▸ **Task details**
Continue the essay on red imagery in Toni Morrison's Beloved from its last sentence.

▸ **Page excerpt**
+ + + + + + +
Imagery in Toni Morrison

             The imagery of red color in Toni Morrison's haunting slave tale, Beloved, is what sets the reader's imagination going. Morrison uses vague pictures and lack of detail in certain aspects of the novel in order to let the audience develop the story in their own minds. Morrison leaves drops of color and texture in a scene in order to set a mood and aura. The mood that the colors set cannot be developed simply by stating the mood, they need to be individually realized by the audience. Every time Morrison uses color is important to its surrounding plot, and she relies on the audience to interpret what that importance actually is.
+ + + + + + +
▸ **Source data**
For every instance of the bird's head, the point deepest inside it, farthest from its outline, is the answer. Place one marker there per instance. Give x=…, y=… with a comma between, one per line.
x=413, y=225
+ + + + + + +
▸ **Result of this task**
             Red is the most important, yet the most ambiguous, color used in the novel. Red can mean a variety of different things in respect to the novel. It is used many times to express passion and love, yet the theme of the novel is how slavery rips away every aspect of how to love from slaves. This horrible truth leads the meaning of red into a dark, fierce definition that usually is not seen. The first example of red with this double meaning is when Sethe was trying to Beloved's headstone engraved, "Pink as a fingernail it was, and sprinkled with glittering chips. Ten minutes, he said. You got ten minutes I'll do it for free" (5). On the surface this act by Sethe seems disgusting and grotesque, because a woman selling her body just to get a carving on a tombstone is not the way normal mothers express love for their kids. Truly, this is the only way Sethe knows how to show her love. Sethe lived a life in the control of a suppressor who would berate her at any turn for showing compassion for anyone or anything. Any motherly instincts she had were taken from her, so now Sethe has to figure out how she can show love for her kids on her own, even when they are dead. Morrison uses the pink in the tombstone to show the double meaning of love. Sethe cannot show love for her kids th...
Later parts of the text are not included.